Each entry below has to be written out again without any change.

Start of Data supplied

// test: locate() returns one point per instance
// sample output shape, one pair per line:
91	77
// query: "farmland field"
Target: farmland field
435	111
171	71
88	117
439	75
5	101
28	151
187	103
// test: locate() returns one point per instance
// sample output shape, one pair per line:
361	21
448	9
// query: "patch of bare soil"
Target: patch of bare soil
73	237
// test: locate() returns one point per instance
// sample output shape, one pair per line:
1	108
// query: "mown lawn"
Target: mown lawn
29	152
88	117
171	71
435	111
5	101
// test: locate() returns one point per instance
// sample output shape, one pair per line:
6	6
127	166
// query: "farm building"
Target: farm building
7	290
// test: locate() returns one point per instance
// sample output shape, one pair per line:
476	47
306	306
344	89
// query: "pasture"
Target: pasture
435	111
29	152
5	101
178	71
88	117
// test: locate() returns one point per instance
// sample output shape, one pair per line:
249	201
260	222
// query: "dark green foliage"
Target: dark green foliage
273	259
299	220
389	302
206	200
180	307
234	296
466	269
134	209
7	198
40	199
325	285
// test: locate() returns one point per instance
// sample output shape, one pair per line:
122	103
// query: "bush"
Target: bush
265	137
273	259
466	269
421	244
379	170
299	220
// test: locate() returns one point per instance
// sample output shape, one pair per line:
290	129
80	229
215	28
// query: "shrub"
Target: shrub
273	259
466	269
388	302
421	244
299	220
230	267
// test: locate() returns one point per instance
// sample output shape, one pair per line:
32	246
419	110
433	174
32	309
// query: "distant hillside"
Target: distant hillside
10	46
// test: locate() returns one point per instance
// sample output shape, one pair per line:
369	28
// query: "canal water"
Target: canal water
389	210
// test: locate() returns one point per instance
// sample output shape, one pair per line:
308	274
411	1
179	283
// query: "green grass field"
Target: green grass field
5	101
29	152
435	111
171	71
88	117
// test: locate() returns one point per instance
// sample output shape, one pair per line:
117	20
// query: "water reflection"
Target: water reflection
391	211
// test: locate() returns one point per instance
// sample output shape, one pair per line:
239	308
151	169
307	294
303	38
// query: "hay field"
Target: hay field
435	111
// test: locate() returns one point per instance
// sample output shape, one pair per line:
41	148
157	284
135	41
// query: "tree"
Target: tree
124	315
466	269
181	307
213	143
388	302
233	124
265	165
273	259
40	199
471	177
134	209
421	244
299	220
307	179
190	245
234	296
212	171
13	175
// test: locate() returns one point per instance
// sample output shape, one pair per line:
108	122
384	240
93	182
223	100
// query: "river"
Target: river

End of Data supplied

■ **Written answer**
// test: locate() returns one point per instance
// sample output shape, one pair per line:
91	77
// query: "farmland field"
Target: farmland field
435	111
171	71
88	117
439	75
5	101
28	151
187	103
// test: locate() returns one point per instance
// sample output shape, one pair per line:
361	21
448	9
// query: "patch of bare soil"
Target: patch of bare soil
73	237
// test: locate() returns one point per instance
// sample output shape, one pair per line:
1	108
// query: "mown lawn"
Target: mown lawn
29	152
88	117
171	71
435	111
5	101
// test: locate() returns one point per instance
// sample output shape, one pair per line:
6	6
127	166
// query: "farm building"
Target: farm building
7	290
// test: locate() returns one point per instance
// sample output shape, one pair per line:
476	47
306	306
344	89
// query: "pasture"
Target: pasture
435	111
29	152
5	101
178	71
88	117
// test: locate() returns one point per instance
// sample output shape, one pair per line:
249	201
260	222
// query: "dark green foliage"
Target: dark green foliage
273	259
299	220
389	302
206	200
180	307
234	296
466	269
134	209
7	198
40	199
325	285
// test: locate() returns one point per instance
// sample output shape, one pair per line:
122	103
// query: "bush"
Target: bush
265	137
273	259
466	269
421	244
379	170
299	220
// test: locate() returns one point per instance
// sample output shape, one pair per line:
290	129
80	229
215	28
// query: "shrub"
Target: shrub
273	259
466	269
388	302
421	244
299	220
230	267
// test: locate() returns one point per instance
// sample output shape, one pair per line:
32	246
419	110
433	174
32	309
// query: "distant hillside"
Target: distant hillside
10	46
// test: locate() returns one point per instance
// sample output shape, one pair per line:
369	28
// query: "canal water"
Target: canal water
389	210
// test: locate() returns one point per instance
// sample output shape, one pair per line:
308	274
411	1
179	283
// query: "green grass field"
Target: green grass field
5	101
29	152
435	111
171	71
88	117
// test: locate() returns one point per instance
// sample output shape, one pair per line:
117	20
// query: "water reflection"
Target: water reflection
391	211
// test: locate() returns one point per instance
// sample output shape, one pair per line:
239	308
151	169
307	294
303	38
// query: "hay field"
Target: hay field
435	111
// test: locate() returns one point per instance
// sample output shape, one pair per line:
41	148
157	284
135	41
// query: "tree"
Target: tree
124	315
466	269
181	307
213	143
388	302
233	124
265	165
273	259
40	199
471	177
134	209
421	244
299	220
307	179
190	245
234	296
212	171
13	175
// test: locate() returns one point per instance
// sample output shape, one pair per line:
108	122
384	240
93	182
223	100
// query: "river"
Target: river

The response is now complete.